-------- Entries provided --------
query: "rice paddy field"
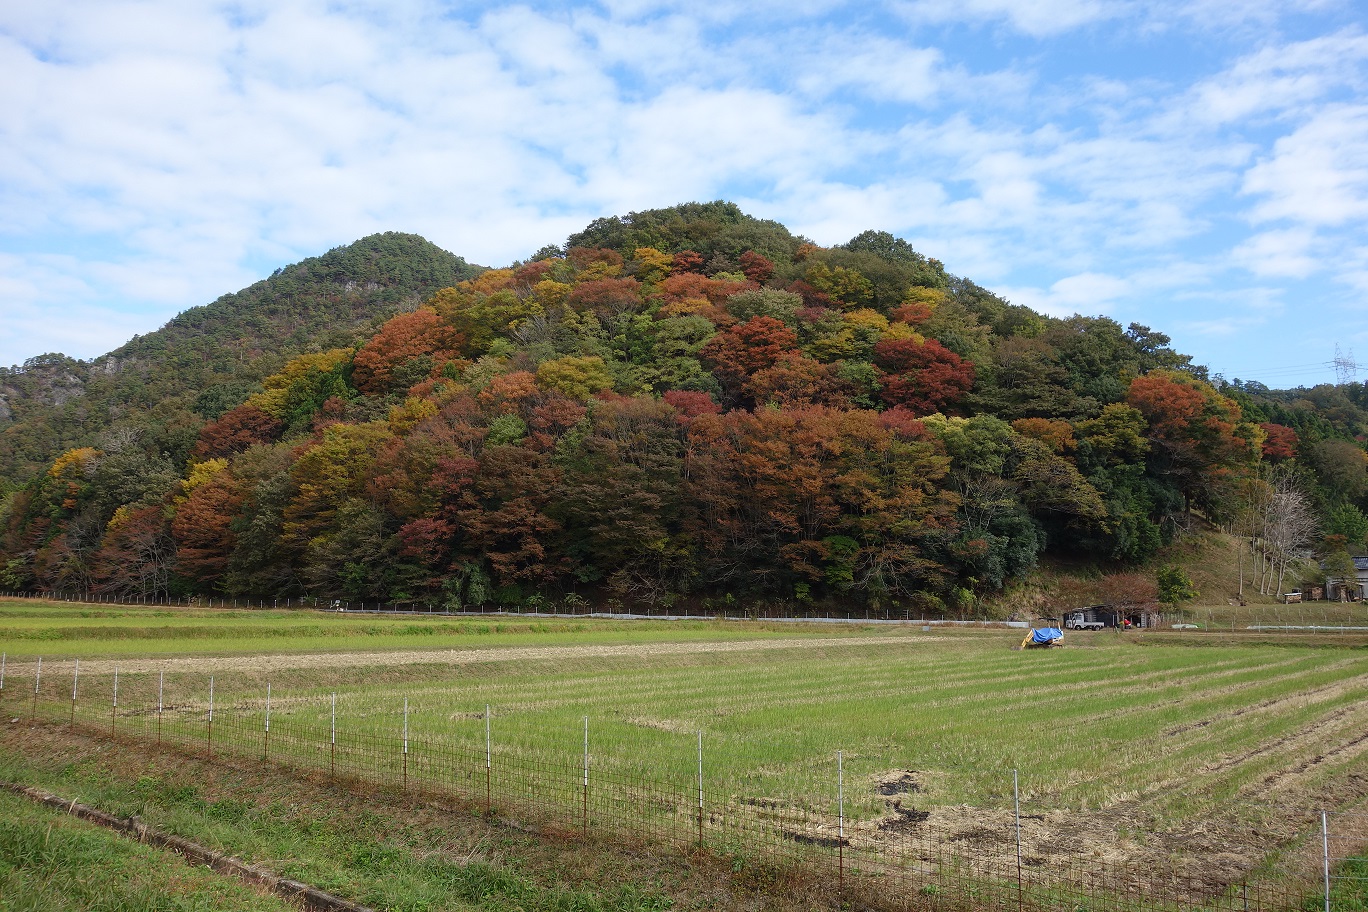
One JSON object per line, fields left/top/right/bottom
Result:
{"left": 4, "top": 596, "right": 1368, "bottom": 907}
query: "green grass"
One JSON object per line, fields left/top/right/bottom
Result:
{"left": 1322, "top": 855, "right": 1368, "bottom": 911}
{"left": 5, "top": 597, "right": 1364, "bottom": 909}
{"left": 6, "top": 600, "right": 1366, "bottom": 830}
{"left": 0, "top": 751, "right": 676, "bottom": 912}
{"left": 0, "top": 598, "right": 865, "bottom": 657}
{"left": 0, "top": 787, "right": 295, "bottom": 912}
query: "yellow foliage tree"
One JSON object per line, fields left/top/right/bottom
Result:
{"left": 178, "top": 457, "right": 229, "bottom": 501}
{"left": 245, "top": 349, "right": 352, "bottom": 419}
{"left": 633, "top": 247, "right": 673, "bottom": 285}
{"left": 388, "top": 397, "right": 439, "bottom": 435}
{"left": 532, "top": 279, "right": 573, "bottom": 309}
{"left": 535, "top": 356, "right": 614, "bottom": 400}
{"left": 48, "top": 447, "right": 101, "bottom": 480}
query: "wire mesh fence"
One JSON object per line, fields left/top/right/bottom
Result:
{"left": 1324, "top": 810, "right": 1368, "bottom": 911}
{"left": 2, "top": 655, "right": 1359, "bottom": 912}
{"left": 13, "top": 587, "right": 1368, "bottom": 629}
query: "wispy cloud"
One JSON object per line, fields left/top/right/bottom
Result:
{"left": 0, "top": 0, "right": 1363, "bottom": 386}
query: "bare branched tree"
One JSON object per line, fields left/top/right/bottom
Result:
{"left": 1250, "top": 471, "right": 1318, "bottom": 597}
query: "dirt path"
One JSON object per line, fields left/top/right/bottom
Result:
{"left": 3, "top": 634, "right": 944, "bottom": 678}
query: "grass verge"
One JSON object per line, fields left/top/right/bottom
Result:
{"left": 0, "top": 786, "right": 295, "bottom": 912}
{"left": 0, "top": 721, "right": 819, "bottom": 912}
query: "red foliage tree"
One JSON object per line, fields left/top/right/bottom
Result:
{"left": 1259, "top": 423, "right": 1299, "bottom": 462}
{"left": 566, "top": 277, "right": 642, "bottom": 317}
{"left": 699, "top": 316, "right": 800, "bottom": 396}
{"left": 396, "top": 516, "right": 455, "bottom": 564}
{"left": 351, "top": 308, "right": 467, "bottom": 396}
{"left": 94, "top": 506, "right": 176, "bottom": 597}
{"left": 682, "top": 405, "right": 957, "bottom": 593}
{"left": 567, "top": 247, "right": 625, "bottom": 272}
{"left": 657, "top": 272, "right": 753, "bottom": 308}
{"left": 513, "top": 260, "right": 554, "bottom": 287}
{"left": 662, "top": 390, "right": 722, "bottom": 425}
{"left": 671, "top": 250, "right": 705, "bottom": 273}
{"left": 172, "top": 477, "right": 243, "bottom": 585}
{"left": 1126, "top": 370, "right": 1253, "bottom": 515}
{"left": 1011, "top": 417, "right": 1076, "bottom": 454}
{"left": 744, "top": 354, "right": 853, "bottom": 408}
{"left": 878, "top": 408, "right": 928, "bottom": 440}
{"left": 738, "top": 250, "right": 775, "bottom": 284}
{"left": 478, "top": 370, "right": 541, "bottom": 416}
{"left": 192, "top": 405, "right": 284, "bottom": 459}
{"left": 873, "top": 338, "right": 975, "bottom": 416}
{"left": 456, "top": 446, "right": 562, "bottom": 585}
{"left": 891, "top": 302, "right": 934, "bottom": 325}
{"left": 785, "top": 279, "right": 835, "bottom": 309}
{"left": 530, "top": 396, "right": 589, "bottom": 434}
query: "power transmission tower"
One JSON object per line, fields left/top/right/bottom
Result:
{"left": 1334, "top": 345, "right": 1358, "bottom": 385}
--------
-------- Entries provided --------
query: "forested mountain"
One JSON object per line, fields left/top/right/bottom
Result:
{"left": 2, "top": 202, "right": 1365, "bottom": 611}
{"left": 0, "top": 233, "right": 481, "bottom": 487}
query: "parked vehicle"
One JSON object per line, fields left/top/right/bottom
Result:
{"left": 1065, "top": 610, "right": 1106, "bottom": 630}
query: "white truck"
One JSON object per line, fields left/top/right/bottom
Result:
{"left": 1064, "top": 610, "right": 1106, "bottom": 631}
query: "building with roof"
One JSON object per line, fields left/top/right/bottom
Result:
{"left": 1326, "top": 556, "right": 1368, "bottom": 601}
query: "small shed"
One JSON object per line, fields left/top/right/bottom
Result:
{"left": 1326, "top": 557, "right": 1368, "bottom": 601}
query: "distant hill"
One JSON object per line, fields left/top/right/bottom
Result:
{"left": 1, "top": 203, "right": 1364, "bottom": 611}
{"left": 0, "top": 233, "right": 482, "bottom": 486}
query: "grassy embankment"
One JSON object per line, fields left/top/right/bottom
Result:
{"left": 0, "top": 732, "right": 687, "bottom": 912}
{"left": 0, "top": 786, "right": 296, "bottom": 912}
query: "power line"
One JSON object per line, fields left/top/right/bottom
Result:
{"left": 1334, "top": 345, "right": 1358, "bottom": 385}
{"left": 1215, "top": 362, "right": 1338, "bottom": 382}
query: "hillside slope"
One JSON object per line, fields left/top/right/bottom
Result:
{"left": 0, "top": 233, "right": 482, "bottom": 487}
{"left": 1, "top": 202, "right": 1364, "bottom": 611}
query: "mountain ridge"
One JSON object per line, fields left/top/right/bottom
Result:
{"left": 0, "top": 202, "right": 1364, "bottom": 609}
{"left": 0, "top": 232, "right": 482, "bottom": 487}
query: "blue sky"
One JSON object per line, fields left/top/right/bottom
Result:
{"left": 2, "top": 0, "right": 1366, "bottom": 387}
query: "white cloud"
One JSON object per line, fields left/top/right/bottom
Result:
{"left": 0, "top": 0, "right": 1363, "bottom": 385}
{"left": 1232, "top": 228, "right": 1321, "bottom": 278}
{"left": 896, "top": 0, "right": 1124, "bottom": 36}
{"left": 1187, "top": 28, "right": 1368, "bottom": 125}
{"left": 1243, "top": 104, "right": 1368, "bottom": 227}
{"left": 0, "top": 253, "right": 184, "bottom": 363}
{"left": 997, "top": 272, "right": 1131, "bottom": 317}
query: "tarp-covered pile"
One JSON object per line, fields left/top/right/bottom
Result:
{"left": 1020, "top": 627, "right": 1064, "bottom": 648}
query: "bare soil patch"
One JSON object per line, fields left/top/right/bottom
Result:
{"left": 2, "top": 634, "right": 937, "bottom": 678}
--------
▶ What to do: Work out how many lines above have the string "cloud" in them, and give only the number.

▶ Finished exercise: 2